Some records
+--
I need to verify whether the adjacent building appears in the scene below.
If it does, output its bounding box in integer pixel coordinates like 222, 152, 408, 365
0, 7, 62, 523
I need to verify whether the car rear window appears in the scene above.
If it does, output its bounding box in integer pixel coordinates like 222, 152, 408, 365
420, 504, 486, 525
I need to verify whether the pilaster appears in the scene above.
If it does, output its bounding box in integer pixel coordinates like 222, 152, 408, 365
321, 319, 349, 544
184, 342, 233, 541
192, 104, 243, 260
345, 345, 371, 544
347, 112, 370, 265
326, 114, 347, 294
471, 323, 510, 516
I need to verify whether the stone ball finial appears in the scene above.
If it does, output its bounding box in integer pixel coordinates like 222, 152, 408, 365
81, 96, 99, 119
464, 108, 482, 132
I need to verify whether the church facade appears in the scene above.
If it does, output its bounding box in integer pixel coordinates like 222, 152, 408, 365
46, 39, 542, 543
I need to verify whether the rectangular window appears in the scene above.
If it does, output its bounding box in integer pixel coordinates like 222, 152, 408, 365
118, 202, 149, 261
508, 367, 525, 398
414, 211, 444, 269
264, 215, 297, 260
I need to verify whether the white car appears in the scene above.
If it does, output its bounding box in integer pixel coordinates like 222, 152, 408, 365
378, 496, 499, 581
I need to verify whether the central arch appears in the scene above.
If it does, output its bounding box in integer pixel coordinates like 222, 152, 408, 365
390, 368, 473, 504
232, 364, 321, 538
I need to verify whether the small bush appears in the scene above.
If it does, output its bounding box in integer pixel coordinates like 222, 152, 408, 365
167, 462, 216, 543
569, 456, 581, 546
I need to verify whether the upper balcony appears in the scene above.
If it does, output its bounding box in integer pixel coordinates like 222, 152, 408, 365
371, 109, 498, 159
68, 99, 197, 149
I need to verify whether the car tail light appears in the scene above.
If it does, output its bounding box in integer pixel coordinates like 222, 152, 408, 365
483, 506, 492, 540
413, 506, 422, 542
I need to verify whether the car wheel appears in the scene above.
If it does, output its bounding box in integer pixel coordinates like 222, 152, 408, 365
+--
EXERCISE PROMPT –
Copy out the lines of the records unchanged, beginning with the line containing "I need to verify whether the central" and continuing through the line containing "569, 456, 581, 546".

THE RESPONSE –
I need to verify whether the central arch appears in the scene above.
If it does, output its bounding box in integer pixel coordinates like 222, 152, 408, 365
390, 368, 473, 504
232, 364, 321, 538
I need to verify whether the small bush appears in the scene above.
If it does, output its bounding box in integer pixel coordinates like 222, 152, 408, 365
167, 462, 216, 543
569, 456, 581, 546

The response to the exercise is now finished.